Document section.
The turbulence regime is extremely frequent in natural phenomena and engineering applications; some examples are the rise of cigarette smoke, waterfalls, blood flow in arteries, and most of the terrestrial atmospheric recirculation.
In terms of engineering applications, the turbulent regime occurs in the aerodynamics of all vehicles such as cars, planes, and ships; but also in many industrial applications such as heat exchangers, quenching processes, or continuous casting of steel.
In 1920, Lewis Fry Richardson summarized his works about the structure of turbulence for meteorological applications through a celebrated rhyme published in Weather Prediction by Numerical Process\(^1\):
“Big whirls have little whirls that feed on their velocity, and little whirls have lesser whirls and so on to viscosity”\(^1\)
This principle was motivated by energetical considerations; big eddies are highly inertial and tend to be unstable. Their motion feeds smaller eddies thanks to a local transfer of kinetic energy. These smaller eddies undergo the same process, giving rise to even smaller eddies that inherit the energy of their parent eddy, and so on.
This transfer of energy is usually called “energy cascade” and it is mainly inertial, thus almost no energy dissipation occurs until reaching a sufficiently small length scale such that the viscosity of the fluid can effectively dissipate the kinetic energy. This process has been depicted in Figure 1.
Richardson’s studies highlight an essential feature of turbulent flows: they are energy-demanding. A turbulent flow will dissipate energy and decay to a laminar flow at the smallest scales unless it is fed by an external source of energy.
The complexity of turbulence and its aleatory behavior led scientists to use statistical models to describe turbulence flows.
In 1941, Kolmogorov enhanced Richardson’s theory \(^2\). Kolmogorov postulated that for a high enough Reynolds number, the small-scale eddies are isotropic, while large eddies may be anisotropic (or anyway, dependent on the specific domain’s topology).

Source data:
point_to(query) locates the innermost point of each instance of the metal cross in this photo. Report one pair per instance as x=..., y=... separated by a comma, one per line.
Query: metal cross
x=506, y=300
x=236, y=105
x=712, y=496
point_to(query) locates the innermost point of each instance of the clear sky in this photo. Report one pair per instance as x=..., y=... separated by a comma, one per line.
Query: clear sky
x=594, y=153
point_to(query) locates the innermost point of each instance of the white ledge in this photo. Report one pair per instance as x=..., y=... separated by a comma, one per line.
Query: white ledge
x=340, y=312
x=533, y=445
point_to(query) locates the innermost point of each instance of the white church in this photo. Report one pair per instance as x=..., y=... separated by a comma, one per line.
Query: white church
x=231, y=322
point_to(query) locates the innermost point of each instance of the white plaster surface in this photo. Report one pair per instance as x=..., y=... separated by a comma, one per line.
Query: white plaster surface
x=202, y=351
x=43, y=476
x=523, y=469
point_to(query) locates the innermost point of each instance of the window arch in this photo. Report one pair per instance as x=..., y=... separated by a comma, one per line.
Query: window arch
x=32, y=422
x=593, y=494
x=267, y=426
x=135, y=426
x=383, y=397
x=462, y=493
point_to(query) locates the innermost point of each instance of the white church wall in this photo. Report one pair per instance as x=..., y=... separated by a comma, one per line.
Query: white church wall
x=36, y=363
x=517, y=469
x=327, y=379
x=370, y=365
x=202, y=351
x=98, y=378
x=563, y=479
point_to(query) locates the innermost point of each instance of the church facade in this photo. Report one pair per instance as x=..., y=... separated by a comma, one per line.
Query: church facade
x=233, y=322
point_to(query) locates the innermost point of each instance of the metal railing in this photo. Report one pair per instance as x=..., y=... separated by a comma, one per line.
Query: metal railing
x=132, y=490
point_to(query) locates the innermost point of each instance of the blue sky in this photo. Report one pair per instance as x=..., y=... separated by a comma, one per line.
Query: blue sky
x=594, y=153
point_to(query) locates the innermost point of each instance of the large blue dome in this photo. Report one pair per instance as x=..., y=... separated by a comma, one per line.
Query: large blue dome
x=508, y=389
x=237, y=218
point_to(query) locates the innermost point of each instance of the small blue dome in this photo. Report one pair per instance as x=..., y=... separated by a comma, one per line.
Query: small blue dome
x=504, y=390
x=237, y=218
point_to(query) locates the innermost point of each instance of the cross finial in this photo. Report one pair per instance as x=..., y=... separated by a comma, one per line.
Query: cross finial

Job.
From the opening sentence of the turbulence passage, list every example given of where the turbulence regime occurs.

Response to the exercise.
- The rise of cigarette smoke
- Waterfalls
- Blood flow in arteries
- Most of the terrestrial atmospheric recirculation